╭─ KUTIPAN TEKS

Kamis, 03 Desember 2009

Sifat-Sifat Kaum Anshar

Sifat-Sifat Kaum Anshar

“Dan orang-orang yang telah menempati kota Madinah dan telah beriman (kaum Anshar) sebelum kedatangan mereka (kaum Muhajirin), mereka mencintai orang yang berhijrah kepada mereka. Dan mereka tiada menaruh keinginan dalam hati mereka terhadap apa-apa yang diberikan kepada mereka (orang Muhajrin) ; dan mereka mengutamakan (orang-orang Muhajirin), atas diri mereka sendiri, sekalipun mereka memerlukan (apa yang mereka berikan itu). Dan siapa yang di pelihara dari kekikiran dirinya, mereka itulah orang-orang yang beruntung. (Al Hasyr : 9)


Dalam ayat diatas telah dibicarakan tentang para mustahiqin Baitul Maal yaitu orang-orang yang memiliki haq dalam Baitul Maal. Seluruh ayat ini membicarakan tentang kaum Anshar dan mengisyaratkan atas sifat-sifat mereka yang istimewa. Salah satu dari sifat-sifat mereka ialah menyempurnakan keimanan mereka didalam rumah mereka. Biasanya untuk mendapat kesempurnaan iman dirumah adalah sangat sulit, sebab pemikiran duniawi dan lainnya akan menjadi halangan baginya.
Sifat istimewa yang kedua ialah mereka sangat mencintai kaum Muhajirin. Jika seseorang membaca sejarah permulaan Islam, maka ia akan heran dengan keadaan kasih sayang
yang ada dikalangan sahabat.

╰─
╭─ DATA TERSIMPAN

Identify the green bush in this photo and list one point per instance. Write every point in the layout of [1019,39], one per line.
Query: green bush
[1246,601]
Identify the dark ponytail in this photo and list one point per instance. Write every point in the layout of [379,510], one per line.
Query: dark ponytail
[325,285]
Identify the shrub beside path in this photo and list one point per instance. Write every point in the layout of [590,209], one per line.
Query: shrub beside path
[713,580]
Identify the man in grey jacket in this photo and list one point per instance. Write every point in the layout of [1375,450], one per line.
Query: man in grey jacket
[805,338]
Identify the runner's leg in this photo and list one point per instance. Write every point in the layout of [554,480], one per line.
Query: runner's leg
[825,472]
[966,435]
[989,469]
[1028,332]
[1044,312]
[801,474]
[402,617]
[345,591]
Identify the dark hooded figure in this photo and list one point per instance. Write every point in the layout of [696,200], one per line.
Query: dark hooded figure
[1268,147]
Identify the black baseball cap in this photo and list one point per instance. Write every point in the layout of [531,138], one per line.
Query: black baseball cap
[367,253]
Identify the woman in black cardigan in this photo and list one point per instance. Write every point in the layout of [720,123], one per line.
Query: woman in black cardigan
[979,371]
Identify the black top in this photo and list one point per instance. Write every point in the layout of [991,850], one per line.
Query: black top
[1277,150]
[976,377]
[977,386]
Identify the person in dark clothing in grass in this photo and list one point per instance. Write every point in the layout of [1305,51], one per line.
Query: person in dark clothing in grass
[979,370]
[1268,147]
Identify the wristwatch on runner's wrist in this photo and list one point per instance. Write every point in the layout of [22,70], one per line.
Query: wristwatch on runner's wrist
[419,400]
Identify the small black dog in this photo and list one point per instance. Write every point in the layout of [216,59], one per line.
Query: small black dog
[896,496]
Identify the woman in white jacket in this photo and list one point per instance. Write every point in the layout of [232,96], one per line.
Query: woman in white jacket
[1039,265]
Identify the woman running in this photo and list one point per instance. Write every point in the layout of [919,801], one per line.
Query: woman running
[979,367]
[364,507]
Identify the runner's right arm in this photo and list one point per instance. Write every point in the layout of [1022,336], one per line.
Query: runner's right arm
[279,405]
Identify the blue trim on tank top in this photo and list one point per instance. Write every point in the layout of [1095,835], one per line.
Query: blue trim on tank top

╰─

TANTANGAN LATIHAN:
[1] Tukar "sahabat" dengan "kaum Muslimin", lalu tuliskan kembali bagian teks tentang kaum Anshar antara "Dalam ayat diatas" dan "ada dikalangan sahabat.", termasuk keduanya.
[2] Sebutkan semua keterangan dalam tanda kurung pada kutipan ayat di awal teks tentang kaum Anshar, termasuk rujukan surahnya.

HASIL LATIHAN:
[1]
Dalam ayat diatas telah dibicarakan tentang para mustahiqin Baitul Maal yaitu orang-orang yang memiliki haq dalam Baitul Maal. Seluruh ayat ini membicarakan tentang kaum Anshar dan mengisyaratkan atas sifat-sifat mereka yang istimewa. Salah satu dari sifat-sifat mereka ialah menyempurnakan keimanan mereka didalam rumah mereka. Biasanya untuk mendapat kesempurnaan iman dirumah adalah sangat sulit, sebab pemikiran duniawi dan lainnya akan menjadi halangan baginya.
Sifat istimewa yang kedua ialah mereka sangat mencintai kaum Muhajirin. Jika seseorang membaca sejarah permulaan Islam, maka ia akan heran dengan keadaan kasih sayang
yang ada dikalangan kaum Muslimin.

[2]
- (kaum Anshar)
- (kaum Muhajirin)
- (orang Muhajrin)
- (orang-orang Muhajirin)
- (apa yang mereka berikan itu)
- (Al Hasyr : 9)